Produce an exact copy of the lines from the line containing "pillar and give integer pixel coordinates." through the last line of the listing below, both ends included, and nothing else.

-- Data for processing --
======

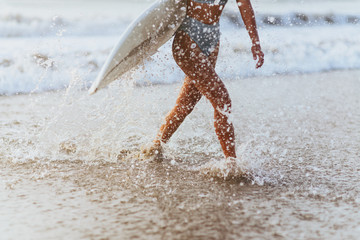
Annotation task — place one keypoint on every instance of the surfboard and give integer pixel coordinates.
(143, 37)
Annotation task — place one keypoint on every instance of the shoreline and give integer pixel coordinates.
(298, 136)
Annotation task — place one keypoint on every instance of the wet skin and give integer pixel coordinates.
(201, 78)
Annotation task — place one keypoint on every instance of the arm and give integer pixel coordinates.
(248, 16)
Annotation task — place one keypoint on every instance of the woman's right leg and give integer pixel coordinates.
(188, 97)
(201, 69)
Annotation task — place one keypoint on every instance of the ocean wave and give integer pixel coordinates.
(17, 25)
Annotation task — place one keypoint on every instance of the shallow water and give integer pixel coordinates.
(69, 165)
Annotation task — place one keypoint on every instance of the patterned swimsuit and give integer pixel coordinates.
(206, 36)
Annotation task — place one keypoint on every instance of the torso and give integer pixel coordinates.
(205, 11)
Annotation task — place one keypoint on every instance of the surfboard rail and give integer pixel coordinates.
(142, 38)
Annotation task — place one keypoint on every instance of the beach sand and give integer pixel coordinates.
(69, 168)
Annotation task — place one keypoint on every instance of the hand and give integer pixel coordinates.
(257, 54)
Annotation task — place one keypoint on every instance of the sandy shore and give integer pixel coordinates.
(69, 171)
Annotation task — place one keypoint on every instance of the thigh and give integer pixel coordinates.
(200, 69)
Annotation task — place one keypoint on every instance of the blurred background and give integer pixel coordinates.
(46, 42)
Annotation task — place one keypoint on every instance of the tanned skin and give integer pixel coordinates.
(201, 78)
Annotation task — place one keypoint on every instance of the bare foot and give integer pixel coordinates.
(153, 151)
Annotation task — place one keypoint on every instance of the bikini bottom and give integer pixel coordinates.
(206, 36)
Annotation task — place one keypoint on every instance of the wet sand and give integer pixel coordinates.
(69, 171)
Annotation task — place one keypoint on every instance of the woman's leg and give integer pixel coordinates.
(188, 97)
(201, 70)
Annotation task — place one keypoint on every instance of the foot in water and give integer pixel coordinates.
(153, 151)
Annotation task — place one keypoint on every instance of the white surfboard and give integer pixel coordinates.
(144, 36)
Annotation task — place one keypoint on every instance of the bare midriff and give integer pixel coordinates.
(203, 12)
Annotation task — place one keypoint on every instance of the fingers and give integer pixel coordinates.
(258, 55)
(261, 59)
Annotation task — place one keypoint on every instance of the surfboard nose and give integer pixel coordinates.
(92, 90)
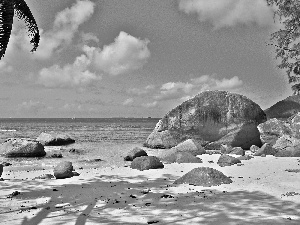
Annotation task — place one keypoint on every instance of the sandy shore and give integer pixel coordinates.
(262, 192)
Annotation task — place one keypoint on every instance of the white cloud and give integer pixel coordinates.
(141, 91)
(150, 105)
(128, 101)
(126, 54)
(5, 68)
(65, 26)
(226, 13)
(70, 75)
(180, 90)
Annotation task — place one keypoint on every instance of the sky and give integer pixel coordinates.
(138, 58)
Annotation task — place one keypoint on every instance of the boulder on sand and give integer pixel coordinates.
(63, 170)
(146, 163)
(19, 147)
(214, 117)
(227, 160)
(54, 139)
(204, 176)
(181, 157)
(134, 153)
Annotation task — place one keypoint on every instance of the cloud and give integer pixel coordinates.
(65, 26)
(227, 13)
(181, 90)
(70, 75)
(141, 91)
(128, 101)
(125, 54)
(5, 68)
(32, 106)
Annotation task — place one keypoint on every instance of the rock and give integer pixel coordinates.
(191, 146)
(266, 149)
(1, 169)
(162, 139)
(146, 163)
(225, 148)
(245, 157)
(272, 129)
(136, 152)
(181, 157)
(236, 151)
(204, 176)
(254, 148)
(63, 170)
(54, 139)
(19, 147)
(214, 117)
(226, 160)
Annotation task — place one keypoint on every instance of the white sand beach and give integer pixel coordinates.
(262, 192)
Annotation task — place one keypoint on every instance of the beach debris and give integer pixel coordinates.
(63, 170)
(215, 112)
(54, 139)
(146, 163)
(21, 147)
(293, 170)
(226, 160)
(6, 164)
(45, 176)
(134, 153)
(152, 221)
(204, 176)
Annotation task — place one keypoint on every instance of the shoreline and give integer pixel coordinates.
(262, 192)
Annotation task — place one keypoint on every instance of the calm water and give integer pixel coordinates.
(108, 139)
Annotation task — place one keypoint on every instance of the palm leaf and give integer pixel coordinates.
(6, 21)
(23, 13)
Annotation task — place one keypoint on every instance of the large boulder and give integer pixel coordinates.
(146, 163)
(227, 160)
(134, 153)
(204, 176)
(214, 117)
(54, 139)
(19, 147)
(287, 146)
(273, 129)
(63, 170)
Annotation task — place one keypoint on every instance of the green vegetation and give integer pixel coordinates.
(286, 40)
(7, 10)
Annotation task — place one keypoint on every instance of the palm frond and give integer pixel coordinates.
(23, 13)
(6, 21)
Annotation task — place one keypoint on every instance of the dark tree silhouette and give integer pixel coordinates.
(9, 8)
(286, 40)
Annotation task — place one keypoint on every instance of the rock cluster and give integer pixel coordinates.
(212, 118)
(19, 147)
(146, 163)
(54, 139)
(204, 176)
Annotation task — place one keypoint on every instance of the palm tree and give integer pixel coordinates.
(7, 10)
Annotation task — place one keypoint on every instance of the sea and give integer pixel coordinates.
(99, 142)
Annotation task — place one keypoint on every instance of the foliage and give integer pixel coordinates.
(7, 10)
(286, 40)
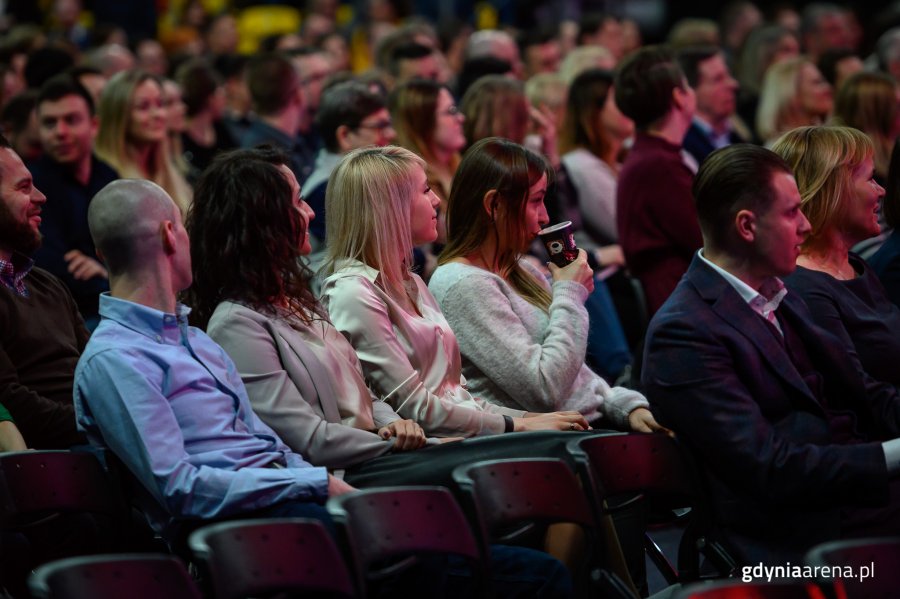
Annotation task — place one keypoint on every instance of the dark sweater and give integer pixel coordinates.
(656, 216)
(886, 264)
(41, 338)
(64, 225)
(858, 313)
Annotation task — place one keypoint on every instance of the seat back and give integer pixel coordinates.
(136, 576)
(388, 524)
(866, 568)
(753, 590)
(637, 463)
(613, 466)
(256, 557)
(513, 491)
(35, 484)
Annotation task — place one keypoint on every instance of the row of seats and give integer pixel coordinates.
(496, 497)
(261, 557)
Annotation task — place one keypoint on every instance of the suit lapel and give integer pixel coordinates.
(728, 305)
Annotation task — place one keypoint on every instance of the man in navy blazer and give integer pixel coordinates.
(798, 445)
(712, 127)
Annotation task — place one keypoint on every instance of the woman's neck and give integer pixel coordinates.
(142, 156)
(831, 255)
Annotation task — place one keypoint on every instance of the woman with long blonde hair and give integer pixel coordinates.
(834, 168)
(794, 94)
(133, 135)
(379, 207)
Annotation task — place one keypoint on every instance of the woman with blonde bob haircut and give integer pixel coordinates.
(834, 169)
(133, 133)
(379, 207)
(524, 342)
(794, 94)
(868, 102)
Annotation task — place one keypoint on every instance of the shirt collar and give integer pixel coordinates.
(355, 267)
(14, 271)
(764, 301)
(153, 323)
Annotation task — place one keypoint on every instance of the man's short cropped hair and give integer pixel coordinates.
(347, 103)
(58, 87)
(737, 177)
(644, 83)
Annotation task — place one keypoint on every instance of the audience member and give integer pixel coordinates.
(413, 61)
(794, 94)
(689, 32)
(429, 123)
(524, 346)
(737, 19)
(133, 138)
(837, 64)
(379, 206)
(90, 79)
(886, 261)
(205, 132)
(252, 294)
(144, 374)
(655, 213)
(713, 124)
(279, 111)
(497, 44)
(824, 26)
(783, 421)
(834, 168)
(765, 46)
(591, 142)
(41, 332)
(602, 29)
(350, 116)
(583, 58)
(868, 102)
(18, 121)
(70, 174)
(541, 52)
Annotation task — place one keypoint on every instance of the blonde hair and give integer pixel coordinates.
(583, 58)
(823, 160)
(368, 202)
(495, 106)
(114, 147)
(868, 102)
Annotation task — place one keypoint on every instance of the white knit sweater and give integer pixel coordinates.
(517, 355)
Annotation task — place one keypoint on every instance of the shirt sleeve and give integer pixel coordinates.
(363, 317)
(138, 425)
(277, 400)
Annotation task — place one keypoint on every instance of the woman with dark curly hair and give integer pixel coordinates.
(248, 229)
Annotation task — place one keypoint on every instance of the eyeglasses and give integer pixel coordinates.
(376, 126)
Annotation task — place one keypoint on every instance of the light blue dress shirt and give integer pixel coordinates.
(167, 400)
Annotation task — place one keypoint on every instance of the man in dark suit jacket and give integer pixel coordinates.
(788, 429)
(711, 128)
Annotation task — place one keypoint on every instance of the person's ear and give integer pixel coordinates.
(167, 236)
(490, 202)
(342, 135)
(745, 225)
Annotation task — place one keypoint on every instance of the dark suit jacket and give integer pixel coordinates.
(716, 374)
(697, 143)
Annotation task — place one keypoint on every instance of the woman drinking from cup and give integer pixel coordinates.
(523, 340)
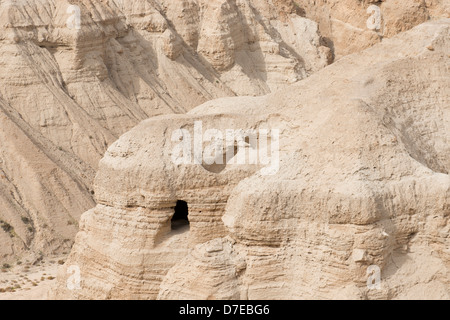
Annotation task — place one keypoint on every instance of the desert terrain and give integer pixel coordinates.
(335, 184)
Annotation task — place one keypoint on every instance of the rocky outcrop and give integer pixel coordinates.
(74, 76)
(350, 26)
(362, 186)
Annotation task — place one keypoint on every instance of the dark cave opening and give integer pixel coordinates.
(180, 217)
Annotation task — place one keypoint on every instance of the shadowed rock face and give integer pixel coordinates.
(69, 90)
(363, 184)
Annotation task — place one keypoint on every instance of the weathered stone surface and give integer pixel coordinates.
(69, 90)
(363, 182)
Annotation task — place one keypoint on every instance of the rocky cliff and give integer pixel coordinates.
(362, 184)
(75, 75)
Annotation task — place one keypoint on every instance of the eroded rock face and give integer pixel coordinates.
(363, 184)
(350, 26)
(71, 84)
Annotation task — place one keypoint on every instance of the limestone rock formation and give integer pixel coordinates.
(75, 75)
(362, 185)
(350, 26)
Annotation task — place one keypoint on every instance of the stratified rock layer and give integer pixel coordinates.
(363, 184)
(70, 87)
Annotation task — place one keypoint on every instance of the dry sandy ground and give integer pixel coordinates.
(29, 281)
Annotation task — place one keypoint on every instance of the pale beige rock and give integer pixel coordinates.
(343, 23)
(66, 94)
(363, 182)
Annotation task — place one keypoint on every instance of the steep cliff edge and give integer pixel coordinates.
(362, 184)
(75, 75)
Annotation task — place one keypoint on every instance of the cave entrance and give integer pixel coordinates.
(180, 217)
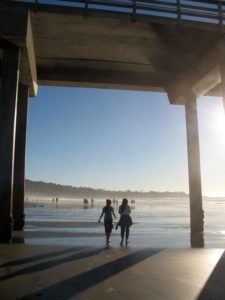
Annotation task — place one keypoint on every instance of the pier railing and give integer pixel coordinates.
(209, 11)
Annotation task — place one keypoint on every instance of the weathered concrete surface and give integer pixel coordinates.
(51, 272)
(66, 49)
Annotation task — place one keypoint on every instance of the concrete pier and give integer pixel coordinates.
(183, 60)
(57, 272)
(195, 191)
(8, 105)
(19, 164)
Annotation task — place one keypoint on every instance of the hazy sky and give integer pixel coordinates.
(121, 140)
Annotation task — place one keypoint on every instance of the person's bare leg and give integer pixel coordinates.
(127, 234)
(122, 235)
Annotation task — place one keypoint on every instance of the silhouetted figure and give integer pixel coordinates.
(85, 203)
(125, 220)
(107, 211)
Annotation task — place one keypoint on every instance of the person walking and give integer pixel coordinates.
(108, 211)
(125, 220)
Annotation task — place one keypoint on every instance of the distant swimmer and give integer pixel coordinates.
(108, 211)
(125, 220)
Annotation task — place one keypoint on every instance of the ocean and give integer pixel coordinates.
(156, 223)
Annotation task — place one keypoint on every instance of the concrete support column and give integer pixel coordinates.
(8, 105)
(195, 190)
(19, 161)
(222, 73)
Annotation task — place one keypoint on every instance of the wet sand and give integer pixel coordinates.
(63, 272)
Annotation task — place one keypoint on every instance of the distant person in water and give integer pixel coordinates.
(125, 220)
(108, 211)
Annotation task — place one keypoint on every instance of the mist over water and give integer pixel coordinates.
(157, 222)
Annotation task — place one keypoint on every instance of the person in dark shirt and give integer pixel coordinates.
(108, 211)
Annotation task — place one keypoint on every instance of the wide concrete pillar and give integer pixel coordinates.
(8, 104)
(195, 190)
(19, 161)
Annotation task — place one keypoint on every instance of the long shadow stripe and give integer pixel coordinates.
(38, 257)
(52, 263)
(77, 284)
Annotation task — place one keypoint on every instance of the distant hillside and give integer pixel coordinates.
(48, 190)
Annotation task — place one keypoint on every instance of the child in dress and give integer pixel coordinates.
(108, 211)
(125, 220)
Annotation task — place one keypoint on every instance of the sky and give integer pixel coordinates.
(121, 140)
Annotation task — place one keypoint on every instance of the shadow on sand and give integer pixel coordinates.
(53, 263)
(79, 283)
(215, 285)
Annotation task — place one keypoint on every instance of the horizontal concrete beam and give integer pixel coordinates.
(201, 78)
(15, 28)
(99, 78)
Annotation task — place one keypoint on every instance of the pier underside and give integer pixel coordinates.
(62, 49)
(46, 46)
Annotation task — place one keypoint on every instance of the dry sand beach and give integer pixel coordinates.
(56, 259)
(62, 272)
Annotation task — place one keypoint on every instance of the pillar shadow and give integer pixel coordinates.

======

-- Solution for this task --
Annotation task — place one keypoint on every instance of the wide concrete pillar and give integer pixel coordinates.
(8, 104)
(195, 190)
(19, 161)
Annotation task — place one keypoint on every instance of the long shadow stripe and give integer pixel coordinates.
(38, 257)
(52, 263)
(77, 284)
Annotation task — place one keypoint on every instance of the distant hillside and give integer pixel coordinates.
(48, 190)
Annotation task — place one keypoint on every instance of the child in dress and give integer pixel coordinates.
(108, 211)
(125, 220)
Annotation task — place one keypoint on every instance of the sky and give integer pixel coordinates.
(121, 140)
Annotation task — place one keypoint on every instance of the shadow on sand and give integer pixel coordinates.
(53, 263)
(79, 283)
(215, 285)
Annotation task — place one keypoint on every instance of the horizontal concrete beam and give integer pixel coordinates.
(201, 78)
(15, 28)
(99, 78)
Annotation task — place one keypoint on every instance of the pier underside and give integer pixel coordinates.
(62, 49)
(46, 46)
Annotation task — place one keypoint on every instance of the dry sand beach and give integer pixel coordinates.
(56, 259)
(62, 272)
Annotation task — place one keypoint on every instance of the pillar shadow and give integer pixel coordinates.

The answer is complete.